[Prompt] Skip every picture and transcribe the remaining material exactly.

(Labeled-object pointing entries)
★ ★ ★ ★
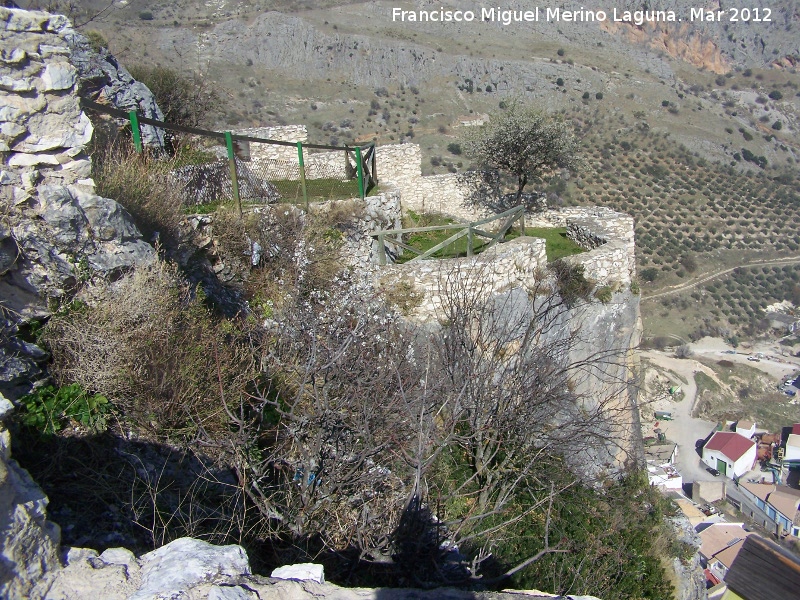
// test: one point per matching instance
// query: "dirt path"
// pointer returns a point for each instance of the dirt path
(682, 287)
(685, 430)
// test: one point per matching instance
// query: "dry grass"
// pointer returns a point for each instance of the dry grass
(141, 184)
(148, 343)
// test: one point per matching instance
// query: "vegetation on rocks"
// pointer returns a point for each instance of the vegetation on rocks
(316, 424)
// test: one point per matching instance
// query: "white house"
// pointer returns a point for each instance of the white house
(721, 543)
(731, 454)
(746, 428)
(666, 477)
(792, 451)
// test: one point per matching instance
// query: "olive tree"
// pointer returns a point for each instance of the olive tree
(517, 147)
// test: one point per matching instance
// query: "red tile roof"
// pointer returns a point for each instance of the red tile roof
(730, 444)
★ ★ ★ ★
[Solution]
// test: one point per matching instance
// query: "dirt path"
// pointer returns a point for each instance of the dirt path
(682, 287)
(685, 430)
// test: one point per matching instance
// query: "dry grass"
// pointer returns a point for each instance of the dry grass
(141, 184)
(148, 343)
// test: one point per matching instance
// query: "vegetation on rocks"
// pointer returns a point for each instance of the vegetation on rocks
(316, 424)
// test: one point per matching instance
// query: "white house"
// pointer returns a point for each instance of the white house
(721, 543)
(731, 454)
(746, 428)
(666, 477)
(792, 451)
// test: one point per matching instance
// query: "olive tree"
// pointer returns a point for each instance of the olive tree
(517, 147)
// test: one point per matching instance
// query: "red tile roof"
// pointer returns a point for each instance of the red tile roof
(730, 444)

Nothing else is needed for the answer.